**PROVIDED PASSAGE:**
* begin *

Transfers of Financial Assets
Sale accounting for transfers of financial assets requires the transfer of an entire financial asset, a group of financial assets in its entirety or if a component of the financial asset is transferred, that the component meets the definition of a participating interest with characteristics that mirror the original financial asset.
Transfers of financial assets are accounted for as sales when control over the assets has been surrendered. If the Company has any continuing involvement, rights or obligations with the transferred financial asset (outside of standard representations and warranties), sale accounting requires that the transfer meets the following sale conditions: (1) the transferred asset has been legally isolated; (2) the transferee has the right (free of conditions that constrain it from taking advantage of that right) to pledge or exchange the transferred asset; and (3) the Company does not maintain effective control over the transferred asset through an agreement that provides for (a) both an entitlement and an obligation by the Company to repurchase or redeem the asset before its maturity, (b) the unilateral ability by the Company to reclaim the asset and a more than trivial benefit attributable to that ability, or (c) the transferee requiring the Company to repurchase the asset at a price so favorable to the transferee that it is probable the repurchase will occur.
If sale accounting is met, the transferred financial asset is removed from the balance sheet and a net gain or loss is recognized upon sale, taking into account any retained interests. Transfers of financial assets that do not meet the criteria for sale are accounted for as financing transactions, or secured borrowing, including the Company’s master repurchase facilities.
Derivative Instruments and Hedging Activities
The Company uses derivative instruments to manage its foreign currency risk and interest rate risk. The Company does not use derivative instruments for speculative or trading purposes. All derivative instruments are recorded at fair value and included in other assets or accrued and other liabilities on a gross basis on the Company’s consolidated balance sheet. The accounting for changes in fair value of derivatives depends upon whether or not the Company has elected to designate the derivative in a hedging relationship and the derivative qualifies for hedge accounting. Prior to June 30, 2024, the Company had economic hedges that were not designated for hedge accounting.

* end *

**EXERCISE DIRECTIONS:**
In the accounting policy text above, how are transfers of financial assets that fail to meet the criteria for sale accounted for?

Point-based annotation data
* begin *

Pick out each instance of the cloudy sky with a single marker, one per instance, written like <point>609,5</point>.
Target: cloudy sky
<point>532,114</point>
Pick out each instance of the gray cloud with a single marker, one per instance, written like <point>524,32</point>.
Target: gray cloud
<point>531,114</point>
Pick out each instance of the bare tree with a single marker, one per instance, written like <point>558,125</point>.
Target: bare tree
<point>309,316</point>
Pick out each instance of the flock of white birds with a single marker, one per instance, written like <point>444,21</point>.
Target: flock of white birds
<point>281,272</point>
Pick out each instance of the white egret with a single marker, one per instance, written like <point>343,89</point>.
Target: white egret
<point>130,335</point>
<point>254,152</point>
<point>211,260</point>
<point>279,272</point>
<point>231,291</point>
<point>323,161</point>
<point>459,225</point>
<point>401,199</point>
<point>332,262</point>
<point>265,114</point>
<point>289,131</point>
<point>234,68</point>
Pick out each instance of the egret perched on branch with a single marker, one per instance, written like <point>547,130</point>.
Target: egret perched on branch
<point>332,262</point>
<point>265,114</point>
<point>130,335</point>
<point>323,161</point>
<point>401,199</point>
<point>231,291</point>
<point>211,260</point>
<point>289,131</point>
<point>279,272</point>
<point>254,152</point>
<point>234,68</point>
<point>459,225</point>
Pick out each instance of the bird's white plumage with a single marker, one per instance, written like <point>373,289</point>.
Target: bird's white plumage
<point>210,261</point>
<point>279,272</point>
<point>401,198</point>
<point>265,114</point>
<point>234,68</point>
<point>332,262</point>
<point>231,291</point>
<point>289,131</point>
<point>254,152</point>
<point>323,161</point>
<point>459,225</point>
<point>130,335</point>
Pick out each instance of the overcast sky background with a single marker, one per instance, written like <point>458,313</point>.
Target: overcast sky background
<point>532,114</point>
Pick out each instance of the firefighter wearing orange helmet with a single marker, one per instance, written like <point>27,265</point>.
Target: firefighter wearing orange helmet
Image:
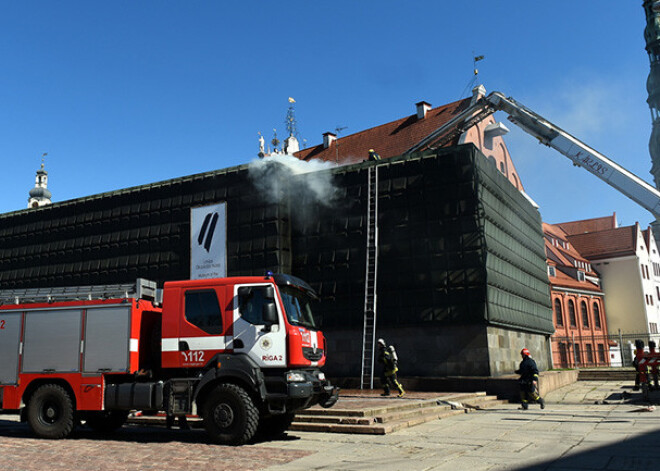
<point>529,380</point>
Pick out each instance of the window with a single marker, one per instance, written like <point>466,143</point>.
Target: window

* end *

**SOLUTION FOR THIS PROBLEM:**
As financing transactions, or secured borrowing, including the Company’s master repurchase facilities.